▶ _課題 1_:
おうし座の文章によると、アルデバランの半径は太陽の何倍以上とされていますか。
▶ _課題 2_:
おうし座の文章で「冬の大六角形」を構成するとされている星を、すべて答えなさい。

▶ _抜粋本文_:
__________

秋から冬にかけては、黄道十二宮のひとつであるおうし座(Taurus)が夜通しみられる季節。その季節の開幕を告げるように、毎年10月後半頃からおうし座流星群が極大となります。
しかしこのおうし座、さまざまな点で他の星座とは異なる特徴を持つ謎の多い星座。今回はおうし座について掘り下げていきましょう。

晩秋から冬にかけて美しいおうし座。上半身のみの不可解な図像の意味とは
晩秋から冬にかけて美しいおうし座。上半身のみの不可解な図像の意味とは

長老アルデバランと若き星々。おうし座は大家族のように賑やかです

冬の星座の先触れとして、隣り合うぎょしゃ座とともに秋に現れるおうし座。東から昇る時には、角を下にして逆立ちした姿です。そして、上空へと昇っていき、西空に移った時にようやく頭を上にした形になります。つまりおうし座は、しし座、あるいはオリオン座が進む方向(東から西)に体を向けた形になっているのに対し、後ろへと後退する姿で設定されていて、まるで後ずさるように進むわけです。
特異な点はもう一つあります。全天88の星座には、人物、神、動物、魔獣、器具や乗り物・建造物などがありますが、そのどれもが全体像を星座に投影させています。その中で、全体ではなく部分のみ、胸から上と前脚のみを投影させた星座がおうし座です(おうし座以外に部分のみの星座と言うとベガスス座のみ)。牡牛は、闘牛のように長大な角をかざしていますが、巨大な下半身はありません。このため、星空と星座の図像を組み合わせた星図を眺めると、他の星座のイメージサイズと比べて牡牛だけが不釣り合いなまでに巨大な姿で描かれることになり、圧倒的な存在感を放っています。

おうし座のα星は牡牛の右目にあたるオレンジ色のアルデバラン(Aldebaran アラビア語の『後を追う者』)で、視等級は約0.85、全天21の一等星の一つです。
おおいぬ座のα星シリウス、こいぬ座のα星プロキオン、ふたご座のβ星ポルックス、ぎょしゃ座のα星カペラ、オリオン座のβ星リゲルとともに、壮大な「冬の大六角形(冬のダイヤモンドとも)」を構成するアルデバラン。地球からの距離は67光年とも。既に星として壮年期に当たる主系列星を過ぎ、年老いて巨星化しつつある星で、その半径は何と太陽の43倍以上というとてつもなく巨大な星です。

__________

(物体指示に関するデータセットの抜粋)
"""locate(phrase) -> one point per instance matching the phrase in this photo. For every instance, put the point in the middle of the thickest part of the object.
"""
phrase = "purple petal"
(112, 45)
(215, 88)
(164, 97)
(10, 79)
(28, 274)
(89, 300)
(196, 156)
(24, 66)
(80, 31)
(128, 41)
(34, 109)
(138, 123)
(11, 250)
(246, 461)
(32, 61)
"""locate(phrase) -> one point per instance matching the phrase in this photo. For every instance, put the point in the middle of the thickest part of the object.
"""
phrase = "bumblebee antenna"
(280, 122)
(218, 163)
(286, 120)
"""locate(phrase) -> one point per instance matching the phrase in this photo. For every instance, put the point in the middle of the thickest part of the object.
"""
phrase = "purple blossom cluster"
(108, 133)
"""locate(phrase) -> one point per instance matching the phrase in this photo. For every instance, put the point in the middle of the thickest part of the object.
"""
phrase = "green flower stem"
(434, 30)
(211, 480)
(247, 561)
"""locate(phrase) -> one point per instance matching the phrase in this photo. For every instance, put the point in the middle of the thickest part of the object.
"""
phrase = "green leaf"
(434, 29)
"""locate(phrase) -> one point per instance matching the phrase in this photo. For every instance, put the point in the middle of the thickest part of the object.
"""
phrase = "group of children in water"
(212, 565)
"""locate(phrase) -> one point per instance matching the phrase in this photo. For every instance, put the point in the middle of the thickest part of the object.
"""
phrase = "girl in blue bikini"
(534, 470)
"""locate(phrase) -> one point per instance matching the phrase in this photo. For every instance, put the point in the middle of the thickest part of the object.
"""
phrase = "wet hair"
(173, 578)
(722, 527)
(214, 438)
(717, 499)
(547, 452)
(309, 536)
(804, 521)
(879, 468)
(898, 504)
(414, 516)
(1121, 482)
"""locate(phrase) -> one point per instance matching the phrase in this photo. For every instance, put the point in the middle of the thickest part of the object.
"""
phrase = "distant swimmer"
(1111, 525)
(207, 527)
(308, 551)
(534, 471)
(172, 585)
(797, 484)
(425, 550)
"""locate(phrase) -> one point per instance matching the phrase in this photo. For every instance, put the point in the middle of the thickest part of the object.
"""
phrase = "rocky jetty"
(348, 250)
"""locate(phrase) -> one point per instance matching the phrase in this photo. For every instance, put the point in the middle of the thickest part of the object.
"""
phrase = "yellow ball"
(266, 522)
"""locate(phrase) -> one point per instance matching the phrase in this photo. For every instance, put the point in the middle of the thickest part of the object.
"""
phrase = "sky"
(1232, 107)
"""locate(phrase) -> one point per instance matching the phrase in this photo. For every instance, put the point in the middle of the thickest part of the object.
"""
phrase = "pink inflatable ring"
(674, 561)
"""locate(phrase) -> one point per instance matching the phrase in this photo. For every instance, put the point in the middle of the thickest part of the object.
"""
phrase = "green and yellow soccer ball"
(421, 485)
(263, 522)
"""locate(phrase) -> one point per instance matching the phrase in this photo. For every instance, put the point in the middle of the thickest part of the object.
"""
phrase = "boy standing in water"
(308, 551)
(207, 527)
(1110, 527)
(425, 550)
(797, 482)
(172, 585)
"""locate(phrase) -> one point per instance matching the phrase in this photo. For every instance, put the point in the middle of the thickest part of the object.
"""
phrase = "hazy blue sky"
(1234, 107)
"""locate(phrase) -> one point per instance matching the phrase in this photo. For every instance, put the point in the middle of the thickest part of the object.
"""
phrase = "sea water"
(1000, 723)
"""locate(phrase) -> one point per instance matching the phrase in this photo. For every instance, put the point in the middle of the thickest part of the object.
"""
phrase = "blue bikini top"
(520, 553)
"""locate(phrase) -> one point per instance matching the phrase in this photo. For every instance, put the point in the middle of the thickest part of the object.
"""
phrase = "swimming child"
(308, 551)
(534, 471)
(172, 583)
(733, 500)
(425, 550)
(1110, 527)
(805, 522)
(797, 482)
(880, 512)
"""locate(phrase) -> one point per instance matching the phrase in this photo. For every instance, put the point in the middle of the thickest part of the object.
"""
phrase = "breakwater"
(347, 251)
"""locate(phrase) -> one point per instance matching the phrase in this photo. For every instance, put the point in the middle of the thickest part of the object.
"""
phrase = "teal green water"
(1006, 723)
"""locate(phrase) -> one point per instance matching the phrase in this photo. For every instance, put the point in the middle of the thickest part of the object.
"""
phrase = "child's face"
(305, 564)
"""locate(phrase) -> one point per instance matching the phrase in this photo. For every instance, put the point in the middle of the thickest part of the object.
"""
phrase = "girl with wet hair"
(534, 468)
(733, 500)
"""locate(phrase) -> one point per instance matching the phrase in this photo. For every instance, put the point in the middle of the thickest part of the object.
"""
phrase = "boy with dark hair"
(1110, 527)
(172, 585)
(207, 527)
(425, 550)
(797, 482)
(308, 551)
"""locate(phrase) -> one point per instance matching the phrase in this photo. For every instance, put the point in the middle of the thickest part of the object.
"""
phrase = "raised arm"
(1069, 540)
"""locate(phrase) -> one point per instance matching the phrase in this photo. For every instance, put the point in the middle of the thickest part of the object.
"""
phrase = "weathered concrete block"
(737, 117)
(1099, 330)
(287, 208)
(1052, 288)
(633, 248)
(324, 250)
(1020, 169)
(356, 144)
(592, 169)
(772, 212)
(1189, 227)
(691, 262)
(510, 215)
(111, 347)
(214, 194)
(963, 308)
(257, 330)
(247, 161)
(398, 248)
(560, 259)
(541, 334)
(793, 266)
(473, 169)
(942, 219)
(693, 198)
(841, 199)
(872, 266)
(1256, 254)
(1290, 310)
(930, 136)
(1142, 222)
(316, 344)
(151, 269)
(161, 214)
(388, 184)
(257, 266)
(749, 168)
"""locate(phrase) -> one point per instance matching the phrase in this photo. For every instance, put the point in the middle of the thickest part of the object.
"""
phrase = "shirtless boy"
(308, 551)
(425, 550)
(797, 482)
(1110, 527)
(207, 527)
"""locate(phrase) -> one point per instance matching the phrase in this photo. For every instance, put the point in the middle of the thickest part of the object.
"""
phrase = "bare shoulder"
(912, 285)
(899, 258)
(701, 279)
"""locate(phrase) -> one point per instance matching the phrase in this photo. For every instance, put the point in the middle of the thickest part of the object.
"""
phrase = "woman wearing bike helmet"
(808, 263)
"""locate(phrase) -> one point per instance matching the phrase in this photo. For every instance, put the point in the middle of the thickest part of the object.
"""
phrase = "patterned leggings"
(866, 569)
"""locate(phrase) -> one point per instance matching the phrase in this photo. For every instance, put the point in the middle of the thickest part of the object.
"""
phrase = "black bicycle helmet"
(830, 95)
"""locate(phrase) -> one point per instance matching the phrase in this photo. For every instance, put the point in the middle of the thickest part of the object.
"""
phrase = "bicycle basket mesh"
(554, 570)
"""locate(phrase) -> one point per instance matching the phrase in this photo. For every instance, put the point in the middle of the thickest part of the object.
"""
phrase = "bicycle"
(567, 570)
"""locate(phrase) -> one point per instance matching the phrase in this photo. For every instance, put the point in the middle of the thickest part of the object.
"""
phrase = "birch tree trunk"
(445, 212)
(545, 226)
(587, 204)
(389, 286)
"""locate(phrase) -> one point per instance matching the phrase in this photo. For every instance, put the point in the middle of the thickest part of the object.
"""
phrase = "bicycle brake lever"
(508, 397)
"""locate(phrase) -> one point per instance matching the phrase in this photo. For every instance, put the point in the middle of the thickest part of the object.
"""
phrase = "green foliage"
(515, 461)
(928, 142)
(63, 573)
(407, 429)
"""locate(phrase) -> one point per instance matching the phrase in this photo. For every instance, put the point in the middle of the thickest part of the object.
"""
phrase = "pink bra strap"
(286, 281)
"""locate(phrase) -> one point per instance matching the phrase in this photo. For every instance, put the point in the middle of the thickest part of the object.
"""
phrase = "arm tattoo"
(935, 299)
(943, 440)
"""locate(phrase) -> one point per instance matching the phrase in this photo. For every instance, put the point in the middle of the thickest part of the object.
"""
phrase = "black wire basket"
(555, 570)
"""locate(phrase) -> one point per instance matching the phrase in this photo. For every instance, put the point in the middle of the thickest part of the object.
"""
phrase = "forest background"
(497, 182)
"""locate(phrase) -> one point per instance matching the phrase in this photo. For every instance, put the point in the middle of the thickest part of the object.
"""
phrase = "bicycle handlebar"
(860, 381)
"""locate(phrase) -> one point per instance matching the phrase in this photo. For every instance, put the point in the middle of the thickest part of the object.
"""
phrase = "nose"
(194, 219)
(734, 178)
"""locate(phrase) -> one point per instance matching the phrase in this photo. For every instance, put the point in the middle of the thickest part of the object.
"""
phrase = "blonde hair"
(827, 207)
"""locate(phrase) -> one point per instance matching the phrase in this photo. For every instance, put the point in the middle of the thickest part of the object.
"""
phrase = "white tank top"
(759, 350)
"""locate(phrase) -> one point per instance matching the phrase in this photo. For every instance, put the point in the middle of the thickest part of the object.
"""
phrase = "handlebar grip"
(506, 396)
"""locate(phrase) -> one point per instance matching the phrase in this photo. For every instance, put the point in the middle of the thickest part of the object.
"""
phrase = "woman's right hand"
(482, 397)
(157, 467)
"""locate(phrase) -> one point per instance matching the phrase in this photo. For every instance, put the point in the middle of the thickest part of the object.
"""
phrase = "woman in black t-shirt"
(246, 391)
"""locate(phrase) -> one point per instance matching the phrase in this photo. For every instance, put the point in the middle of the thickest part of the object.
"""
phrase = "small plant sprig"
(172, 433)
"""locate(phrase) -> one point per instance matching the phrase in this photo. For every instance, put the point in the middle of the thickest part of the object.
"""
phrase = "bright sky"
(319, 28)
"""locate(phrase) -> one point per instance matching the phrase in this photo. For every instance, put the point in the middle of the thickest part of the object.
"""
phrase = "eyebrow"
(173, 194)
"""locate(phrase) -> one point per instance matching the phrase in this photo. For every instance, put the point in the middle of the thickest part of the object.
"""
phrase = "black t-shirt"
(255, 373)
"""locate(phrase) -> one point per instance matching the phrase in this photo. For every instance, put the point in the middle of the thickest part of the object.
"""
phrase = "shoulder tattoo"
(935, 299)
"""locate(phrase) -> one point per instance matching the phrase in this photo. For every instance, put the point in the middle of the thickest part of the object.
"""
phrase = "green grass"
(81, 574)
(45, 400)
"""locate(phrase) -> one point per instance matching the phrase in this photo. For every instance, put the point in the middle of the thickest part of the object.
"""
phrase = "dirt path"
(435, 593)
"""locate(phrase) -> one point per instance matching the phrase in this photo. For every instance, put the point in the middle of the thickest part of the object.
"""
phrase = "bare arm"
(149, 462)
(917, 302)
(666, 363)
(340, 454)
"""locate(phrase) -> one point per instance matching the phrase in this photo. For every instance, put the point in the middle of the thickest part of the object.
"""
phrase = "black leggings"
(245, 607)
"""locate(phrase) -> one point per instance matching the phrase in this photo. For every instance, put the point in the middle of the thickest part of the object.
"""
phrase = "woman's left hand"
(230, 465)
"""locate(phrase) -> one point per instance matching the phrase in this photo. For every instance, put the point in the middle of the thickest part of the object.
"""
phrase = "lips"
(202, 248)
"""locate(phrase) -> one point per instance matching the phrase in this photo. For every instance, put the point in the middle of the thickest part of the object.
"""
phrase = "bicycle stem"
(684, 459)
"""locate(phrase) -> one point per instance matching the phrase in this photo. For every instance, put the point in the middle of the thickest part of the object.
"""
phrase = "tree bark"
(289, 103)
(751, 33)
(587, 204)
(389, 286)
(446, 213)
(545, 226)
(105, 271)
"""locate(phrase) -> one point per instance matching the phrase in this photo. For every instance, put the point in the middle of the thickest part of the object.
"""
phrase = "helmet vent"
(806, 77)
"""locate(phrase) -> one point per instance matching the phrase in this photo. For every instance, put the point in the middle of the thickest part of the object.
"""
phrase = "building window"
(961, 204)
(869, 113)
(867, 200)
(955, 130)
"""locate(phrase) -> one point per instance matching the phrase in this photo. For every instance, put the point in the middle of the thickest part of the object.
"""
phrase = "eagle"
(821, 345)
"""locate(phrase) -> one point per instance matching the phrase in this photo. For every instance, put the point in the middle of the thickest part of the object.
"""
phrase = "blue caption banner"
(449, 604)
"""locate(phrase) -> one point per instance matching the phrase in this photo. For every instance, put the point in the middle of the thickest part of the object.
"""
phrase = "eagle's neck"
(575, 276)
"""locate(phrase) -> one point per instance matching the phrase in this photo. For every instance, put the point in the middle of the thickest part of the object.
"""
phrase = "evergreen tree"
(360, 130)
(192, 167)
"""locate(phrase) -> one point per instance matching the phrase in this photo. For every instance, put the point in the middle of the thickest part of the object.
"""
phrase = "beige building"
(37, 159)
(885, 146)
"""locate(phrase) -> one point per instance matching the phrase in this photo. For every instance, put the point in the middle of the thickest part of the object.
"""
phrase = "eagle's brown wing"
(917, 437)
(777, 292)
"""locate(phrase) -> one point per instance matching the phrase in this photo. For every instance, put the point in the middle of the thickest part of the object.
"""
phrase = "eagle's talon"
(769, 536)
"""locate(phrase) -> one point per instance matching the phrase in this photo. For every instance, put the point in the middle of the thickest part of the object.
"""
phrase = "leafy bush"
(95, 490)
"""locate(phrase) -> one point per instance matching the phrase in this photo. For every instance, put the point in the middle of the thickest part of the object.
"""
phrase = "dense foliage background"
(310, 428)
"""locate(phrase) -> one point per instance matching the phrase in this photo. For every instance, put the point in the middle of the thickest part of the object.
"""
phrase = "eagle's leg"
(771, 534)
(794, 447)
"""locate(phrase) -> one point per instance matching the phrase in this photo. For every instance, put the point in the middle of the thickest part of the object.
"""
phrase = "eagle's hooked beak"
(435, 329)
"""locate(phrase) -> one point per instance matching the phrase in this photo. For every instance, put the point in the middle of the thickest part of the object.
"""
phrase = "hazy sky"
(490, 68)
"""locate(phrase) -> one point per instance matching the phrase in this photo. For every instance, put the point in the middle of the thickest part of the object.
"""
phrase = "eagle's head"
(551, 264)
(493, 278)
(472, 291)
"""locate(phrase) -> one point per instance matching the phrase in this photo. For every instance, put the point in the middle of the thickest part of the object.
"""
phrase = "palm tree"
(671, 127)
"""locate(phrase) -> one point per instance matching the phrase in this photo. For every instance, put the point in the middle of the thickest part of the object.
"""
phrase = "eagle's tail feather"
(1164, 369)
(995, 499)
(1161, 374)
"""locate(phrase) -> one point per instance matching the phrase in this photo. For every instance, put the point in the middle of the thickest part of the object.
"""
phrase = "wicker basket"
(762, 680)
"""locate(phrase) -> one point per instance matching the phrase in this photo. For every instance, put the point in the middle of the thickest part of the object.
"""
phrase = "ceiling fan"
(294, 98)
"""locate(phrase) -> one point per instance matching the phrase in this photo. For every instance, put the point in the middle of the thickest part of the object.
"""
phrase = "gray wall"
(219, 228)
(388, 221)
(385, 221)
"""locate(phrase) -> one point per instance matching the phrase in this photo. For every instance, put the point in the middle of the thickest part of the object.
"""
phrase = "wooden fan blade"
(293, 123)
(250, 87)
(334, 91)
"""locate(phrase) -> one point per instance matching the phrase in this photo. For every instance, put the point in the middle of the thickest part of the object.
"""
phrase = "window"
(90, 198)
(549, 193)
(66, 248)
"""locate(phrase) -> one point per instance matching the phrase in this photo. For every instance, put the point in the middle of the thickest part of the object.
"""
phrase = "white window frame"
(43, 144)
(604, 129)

__________

▶ _解答 1_:
太陽の43倍以上です。

▶ _解答 2_:
アルデバラン、シリウス、プロキオン、ポルックス、カペラ、リゲル